Problem statement » Quote the records below verbatim, and leave the pictures out of your answer.

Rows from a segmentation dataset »
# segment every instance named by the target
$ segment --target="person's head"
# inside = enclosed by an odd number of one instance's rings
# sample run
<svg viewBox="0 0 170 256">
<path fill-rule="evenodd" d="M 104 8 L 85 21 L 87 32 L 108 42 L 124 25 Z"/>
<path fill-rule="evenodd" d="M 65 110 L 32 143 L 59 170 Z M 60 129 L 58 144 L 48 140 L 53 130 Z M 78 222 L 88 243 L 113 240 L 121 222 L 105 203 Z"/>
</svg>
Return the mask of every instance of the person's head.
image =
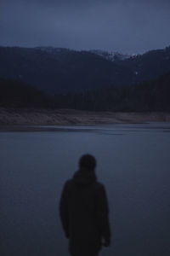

Task result »
# segment every instance named by the target
$ segment --target="person's head"
# inside = enclosed by an odd number of one instance's rings
# sample run
<svg viewBox="0 0 170 256">
<path fill-rule="evenodd" d="M 104 8 L 85 21 L 87 32 L 108 42 L 124 25 Z"/>
<path fill-rule="evenodd" d="M 65 110 L 32 143 L 59 170 Z M 60 129 L 58 144 L 48 140 L 53 130 Z M 78 222 L 88 243 L 113 240 L 121 222 L 105 203 Z"/>
</svg>
Return the mask of every instance of the person's head.
image =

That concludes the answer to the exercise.